ACTIVITY 1 —
In the text on proteomics software tools, what does ProLuCID use as a preliminary scoring scheme to select candidate peptides?
ACTIVITY 2 —
Write the next part of the text on proteomics software tools, starting after its last sentence.

QUOTED PASSAGE —
################

While some of the increase can be attributed to the benefits inherent to the instrumentation, improvements in Census are also responsible.

One of the reasons for the increase in accurately quantified peptides is that Census minimizes the contributions of interfering peaks and chemical noise by taking advantage of the high mass accuracy of the Orbitrap using a small mass accuracy tolerance for each isotopic peak.

In addition, a dynamic peak finding algorithm is employed that makes use of database search results for improved accuracy and quantification efficiency.

Finally, a weighted means of the peptides are calculated to determine the protein ratios.

ProLuCID -- is a fast and sensitive tandem mass spectra-based protein identification program. This algorithm uses a binomial probability as a preliminary scoring scheme to select candidate peptides for final scoring.

The binomial probability scores generated by ProLuCID have No significant molecular weight bias and are independent of database size.

The final scores are computed using a modified cross-correlation function which models isotopic distributions of fragment ions of candidate peptides, which ultimately results in higher sensitivity and specificity than that obtained with SEQUEST.

In addition, ProLuCID takes advantage of high resolution MS/MS which significantly improves specificity when compared to low resolution tandem MS data.

GutenTag -- is software to identify peptides by the 'sequence tagging' technique. SEQUEST searches a sequence database by mass, but GutenTag searches with short sequences derived directly from the spectrum.

The technique, called "sequence tagging," infers a short region of sequence (the tag) directly from the spectrum. Then it searches a sequence database for sequences which match this sequence tag and the flanking masses.

GutenTag automates the process of sequence tag inference with a more accurate model of fragment ions than found elsewhere. It can retain multiple tags for each spectrum, ranking them by their scores.

It can search a sequence database for all of these tags in a single pass. It can evaluate the candidate sequences returned from the database to determine which the correct match for each spectrum is. In short, GutenTag makes the sequence tagging approach usable on real-world data.

RawExtractor -- is a software program to extract MS and MS/MS spectra from RAW files generated by Thermo mass spectrometers, such as LTQ, LTQ-Orbitrap, LCQ, and stores the spectra in ms1, ms2 or mzXML file format.

The spectra files generated by RawExtractor program are used as input for protein identification programs SEQUEST, ProLuCID and quantitatation program Census.

################

AVAILABLE DATA —

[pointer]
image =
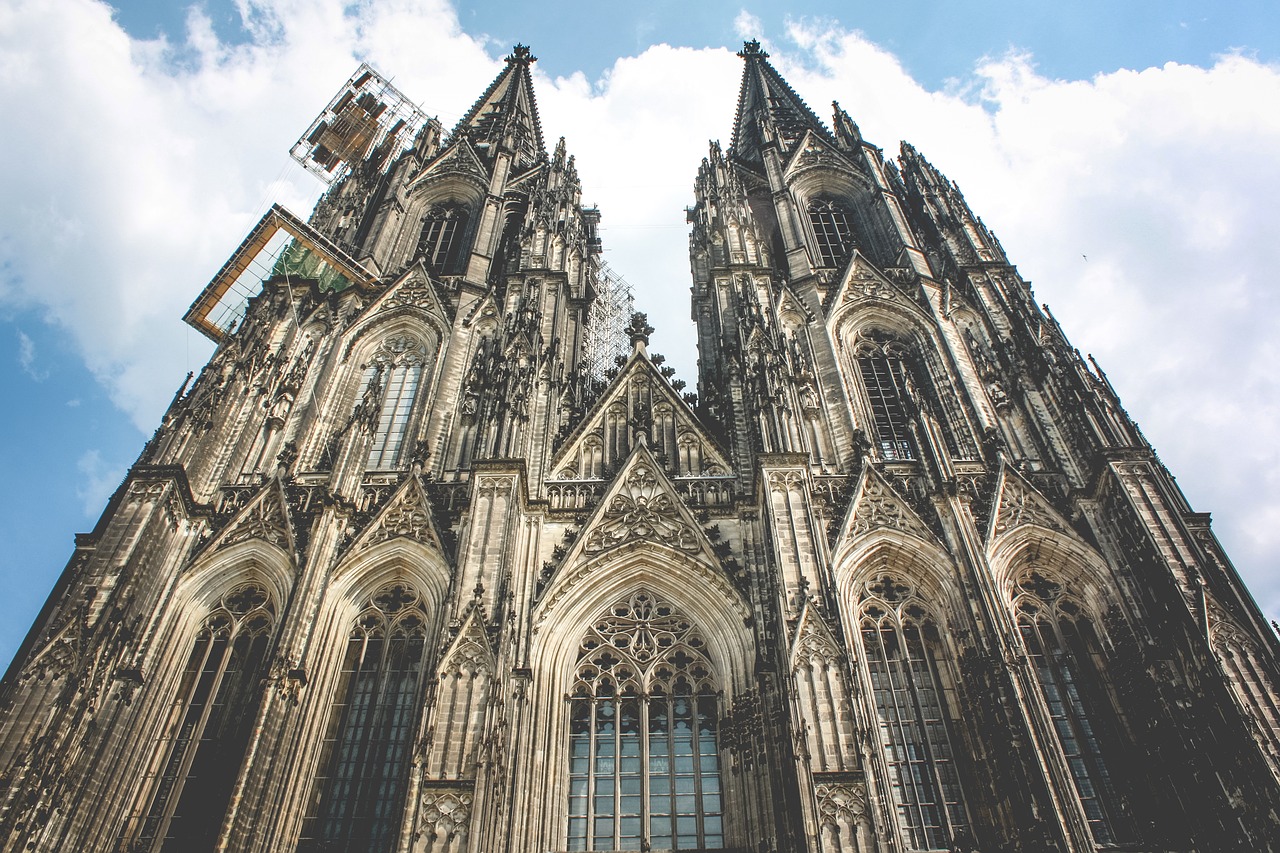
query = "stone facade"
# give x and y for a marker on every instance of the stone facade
(397, 574)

################

RESPONSE 1 —
A binomial probability.

RESPONSE 2 —
MudPIT (Multidimensional Protein Identification Technology) -- is a technique for the separation and identification of complex protein and peptide mixtures.

Rather than use traditional 2D gel electrophoresis, MudPIT separates peptides in 2D liquid chromatography. In this way, the separation can be interfaced directly with the ion source of a mass spectrometer.

Technique - MudPIT uses columns consisting of strong cation exchange (SCX) material back-to-back with reversed phase (RP) material inside fused silica capillaries.

The chromatography proceeds in cycles, each comprising an increase in salt concentration to "bump" peptides off of the SCX followed by a gradient of increasing hydrophobicity, to progressively elute peptides from the RP into the ion source.

The mass spectrometer's data-dependent acquisition isolates peptides as they elute and subjects them to Collision-Induced Dissociation, recording the fragment ions in a tandem mass spectrum.

These spectra are matched to ‘database peptide sequences’ by the SEQUEST algorithm. SEQUEST's peptide identifications are assembled and filtered into protein-level information by the DTASelect algorithm.

DFCalc (DNA Fragment Calculator) -- is software designed to assist the interpretation of tandem mass spectra from DNA molecules. The program predicts the fragment ions for DNA known sequences, producing a list to be compared against a spectrum.

DFCalc allows the user to select which classes of ions are included in the prediction (selecting among A, B, C, D, W, X, Y, and Z ions) as well as which variants of the 5' ions are included (base losses or water losses).

Ions resulting from double fragmentations can also be predicted using this software.